- **POLECENIA**:
1. Wymień wszystkie gatunki muzyczne przywołane z nazwy w prezentowanym tekście.
2. Przepisz z prezentowanego tekstu wszystko od słów "Let The Boy Decide: Like" w dół aż po słowa "w trakcie słuchania.".

Bardzo przyjemna płyta. W coraz smutniejsze jesienne dni pomaga na chwilę wrócić myślami do lata i wakacyjnej beztroski. [m]

Leszek:




Strona zespołu:
www.muariolanza.pl

9 października 2009

Let The Boy Decide: Like The Earth, Like The Sun, Like The Ocean In The Night (Locco/Gusstaff Records/ Borówa Music, 2009)

Ja wiedziałem, że tak będzie! I tym razem używam tego cytatu w zupełnie innym znaczeniu. Wiedziałem, że ta płyta będzie dobra, świetny Ghost On Your Road zwiastował nadejście prawdziwej muzycznej uczty. Drugi album reaktywowanej grupy Let The Boy Decide to poważny argument za przyjęciem tezy, że ziarno poszukującej natchnienia w muzycznej tradycji americany padło w Polsce na podatny grunt. Ta płyta powinna się spodobać sympatykom Iowa Super Soccer – szczególnie tym, którzy nie lubią zasypiać w trakcie słuchania.

Like The Earth, Like The Sun, Like The Ocean In The Night to płyta w porównaniu do Counting The Red Stars stonowana, znacznie spokojniejsza, cieplejsza i dojrzalsza. Nie bezpodstawnie padła nazwa ISS – to podobne klimaty, z tym, że nie ma tu miejsca na nudę, a album jako całość nie nuży. Muzycznie znajdziemy sporo odniesień do country i americany – chociażby za sprawą urokliwego brzmienia lap steel guitar. Jest też odwołanie do tradycji gitarowego grania sięgającego lat 70. – niektóre utwory można śmiało uznać za hołd złożony Neilowi Youngowi. Wreszcie pozostał nerwowy, utrzymujący w ciągłym napięciu puls typowy dla zespołów grających college rocka. Do tego wielka dyscyplina muzyków i wyróżniająca się coraz bardziej osobowość wokalna Magdy Nowety. Te wszystkie elementy musiały zaprocentować znakomitym wydawnictwem.

- **PREZENTOWANE REKORDY**:

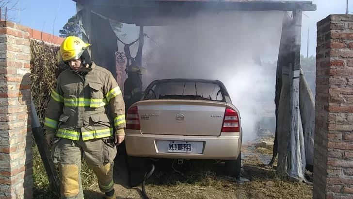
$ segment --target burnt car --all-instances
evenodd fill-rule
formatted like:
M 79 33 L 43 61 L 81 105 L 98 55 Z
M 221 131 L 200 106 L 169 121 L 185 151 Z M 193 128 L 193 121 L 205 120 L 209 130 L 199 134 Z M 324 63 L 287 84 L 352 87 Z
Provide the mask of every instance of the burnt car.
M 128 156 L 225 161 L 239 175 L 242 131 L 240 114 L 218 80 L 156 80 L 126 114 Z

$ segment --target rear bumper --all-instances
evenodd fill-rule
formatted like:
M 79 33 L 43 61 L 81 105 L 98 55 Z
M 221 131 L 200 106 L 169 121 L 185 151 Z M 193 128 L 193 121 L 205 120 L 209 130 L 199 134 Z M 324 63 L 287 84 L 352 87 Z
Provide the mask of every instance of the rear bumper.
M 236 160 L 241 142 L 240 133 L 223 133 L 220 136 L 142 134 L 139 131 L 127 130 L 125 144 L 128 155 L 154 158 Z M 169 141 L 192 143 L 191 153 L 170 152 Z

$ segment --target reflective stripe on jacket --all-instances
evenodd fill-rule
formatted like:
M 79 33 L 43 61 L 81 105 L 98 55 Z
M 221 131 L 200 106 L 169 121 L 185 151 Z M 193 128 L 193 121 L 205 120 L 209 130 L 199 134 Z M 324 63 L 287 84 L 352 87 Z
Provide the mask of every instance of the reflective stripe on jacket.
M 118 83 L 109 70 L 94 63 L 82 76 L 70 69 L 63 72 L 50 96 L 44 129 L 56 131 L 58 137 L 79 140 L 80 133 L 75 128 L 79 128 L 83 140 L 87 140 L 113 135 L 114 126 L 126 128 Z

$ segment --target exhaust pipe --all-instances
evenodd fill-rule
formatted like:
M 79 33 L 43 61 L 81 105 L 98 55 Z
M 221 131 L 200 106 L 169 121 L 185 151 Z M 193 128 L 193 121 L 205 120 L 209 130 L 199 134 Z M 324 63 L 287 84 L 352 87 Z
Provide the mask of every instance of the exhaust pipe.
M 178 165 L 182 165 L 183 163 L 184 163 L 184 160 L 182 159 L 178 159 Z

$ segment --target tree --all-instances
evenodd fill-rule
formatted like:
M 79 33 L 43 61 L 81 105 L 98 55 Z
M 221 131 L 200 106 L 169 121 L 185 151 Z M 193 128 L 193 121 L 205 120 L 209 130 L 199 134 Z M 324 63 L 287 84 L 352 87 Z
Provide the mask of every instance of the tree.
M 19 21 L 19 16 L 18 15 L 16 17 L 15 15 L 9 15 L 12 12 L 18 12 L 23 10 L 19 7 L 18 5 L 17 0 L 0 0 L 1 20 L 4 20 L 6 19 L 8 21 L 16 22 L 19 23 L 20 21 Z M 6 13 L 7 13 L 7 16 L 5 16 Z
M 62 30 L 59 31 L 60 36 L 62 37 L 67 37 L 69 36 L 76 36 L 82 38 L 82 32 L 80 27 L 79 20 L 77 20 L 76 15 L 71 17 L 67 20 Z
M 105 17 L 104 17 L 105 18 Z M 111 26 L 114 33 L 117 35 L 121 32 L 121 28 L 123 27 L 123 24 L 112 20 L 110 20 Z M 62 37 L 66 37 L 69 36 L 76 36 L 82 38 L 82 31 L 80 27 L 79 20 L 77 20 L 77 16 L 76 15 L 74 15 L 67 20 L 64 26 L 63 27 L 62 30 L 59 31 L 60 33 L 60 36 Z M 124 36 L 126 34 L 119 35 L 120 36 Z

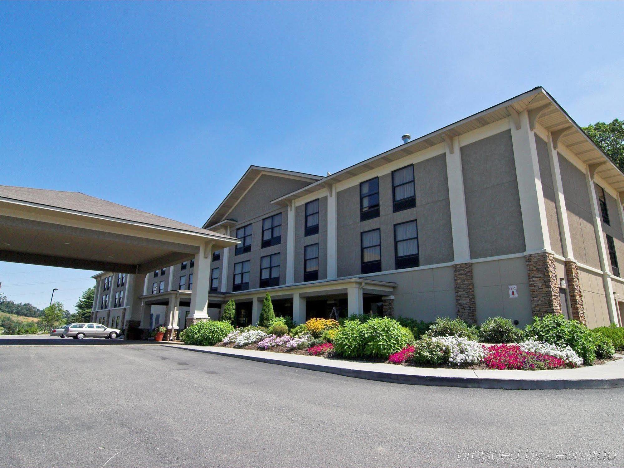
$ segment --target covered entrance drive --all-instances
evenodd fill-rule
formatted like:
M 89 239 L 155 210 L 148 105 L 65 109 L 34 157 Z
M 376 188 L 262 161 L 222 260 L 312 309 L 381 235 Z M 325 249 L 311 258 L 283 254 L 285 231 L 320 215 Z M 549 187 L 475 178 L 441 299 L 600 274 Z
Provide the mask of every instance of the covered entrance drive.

- **ROZWIĄZANIA**:
1. americana, country, college rock

2.
Let The Boy Decide: Like The Earth, Like The Sun, Like The Ocean In The Night (Locco/Gusstaff Records/ Borówa Music, 2009)

Ja wiedziałem, że tak będzie! I tym razem używam tego cytatu w zupełnie innym znaczeniu. Wiedziałem, że ta płyta będzie dobra, świetny Ghost On Your Road zwiastował nadejście prawdziwej muzycznej uczty. Drugi album reaktywowanej grupy Let The Boy Decide to poważny argument za przyjęciem tezy, że ziarno poszukującej natchnienia w muzycznej tradycji americany padło w Polsce na podatny grunt. Ta płyta powinna się spodobać sympatykom Iowa Super Soccer – szczególnie tym, którzy nie lubią zasypiać w trakcie słuchania.